Sand
on the lines of my palm! Photograph
by Preeti Verma Lal
The campsite looked stunning and it had
all one could ask for: water being heated in gigantic copper pots, food being
cooked in a nearby tent, bottled water, bonfire for warmth, soup for revival of
spirits and a caravan with flush toilets. I walked barefoot on the silken sand
watching the spider webbing the sky, the ants plodding and the cacti cracking
the earth. I kept walking for it was all so chaste; nobody was vending a masquerade
there.
A horse-whisperer,
a photographer, a lawyer, an interior decorator, an ayurveda doctor, a handsome
Hollywood movie special effects man, the conversation flowing in Tamil, French,
Hindi and accented English, the tales bumping from boyfriends to French literature,
unruly kids to Shetland ponies.

#### [Exercise A]
Do these statements agree with the desert campsite passage? Answer yes or no for each and quote the words from the passage that decide it. (i) The campsite had a caravan with flush toilets. (ii) Water at the campsite was heated in steel drums. (iii) Spanish was one of the languages in the conversation.
#### [Exercise B]
Carry the desert campsite passage forward from its final sentence.

#### [Data below]

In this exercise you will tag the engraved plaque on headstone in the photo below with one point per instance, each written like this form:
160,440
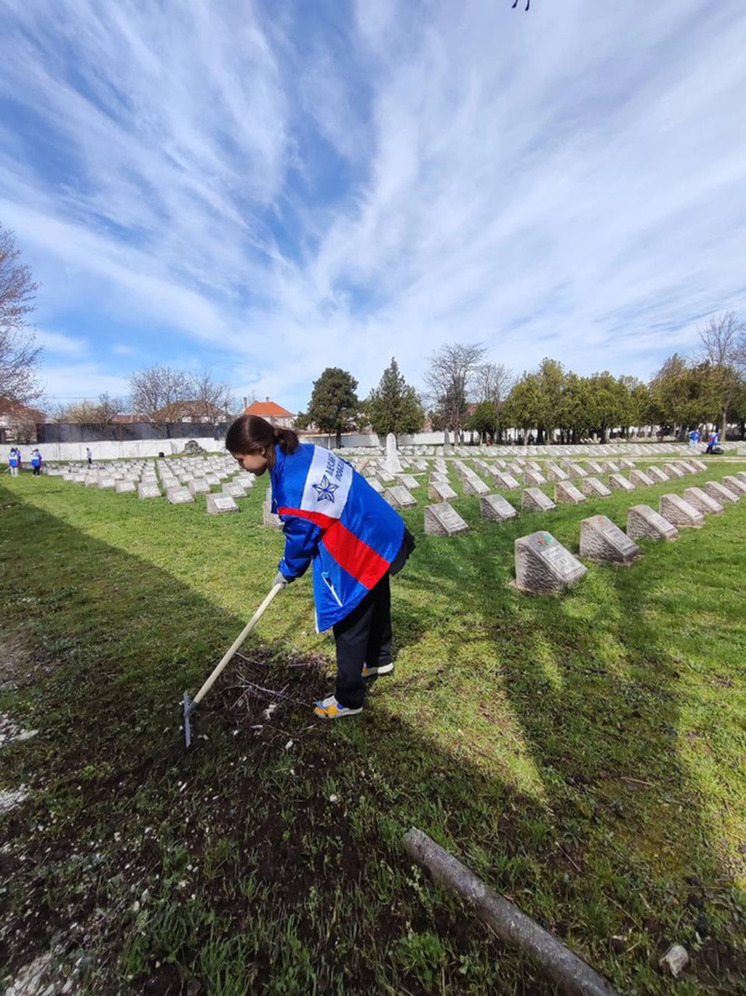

#### [Answer space A]
(i) Yes: "a caravan with flush toilets"
(ii) No: "water being heated in gigantic copper pots"
(iii) No: "the conversation flowing in Tamil, French, Hindi and accented English"

#### [Answer space B]
. It can be a heady mix in a small packed
mini bus. The chauffeurs spoke the Rajasthani dialect, the men on the road stared,
the kids knocked on the windows for alms. That was just the beginning of the ride
in Rajasthan with Relief Riders International (www.reliefridersinternational),
a US based company that believes in combining relief with adventure. In between
the smiles and the chatter there I was in a red dungaree keying every nuance so
that it all got etched. We had just met but the moments soon acknowledged each
other. It was that twinkle in the eye, I guess. But you
don't close your eyes yet, much more happened in the sandy terrains of Rajasthan,
a journey that began from New Delhi's Imperial Hotel with an eight-hour ride to
Mukundgarh Fort, some 200 kms off Jaipur. The ancient wooden main gate looked
daunting but when the musicians sounded the drums and the garlands sat smug around
the necks, the jaunt was beginning to unfold itself. I threw my brown leather
bag in the room that had small doors, green paint and turquoise lampshades and
strolled the dusty roads of the tiny village which is up to the ears with frescoes.
Later, we walked into the fort's stable to look at the special breed of Marwari
horses, the mares gorgeous, their bodies taut, their rumps like planets, as Pablo
Neruda described them. The ride began next morning, the
horses saddled, the riders in jodhpurs and long boots, all slathered with sunscreen.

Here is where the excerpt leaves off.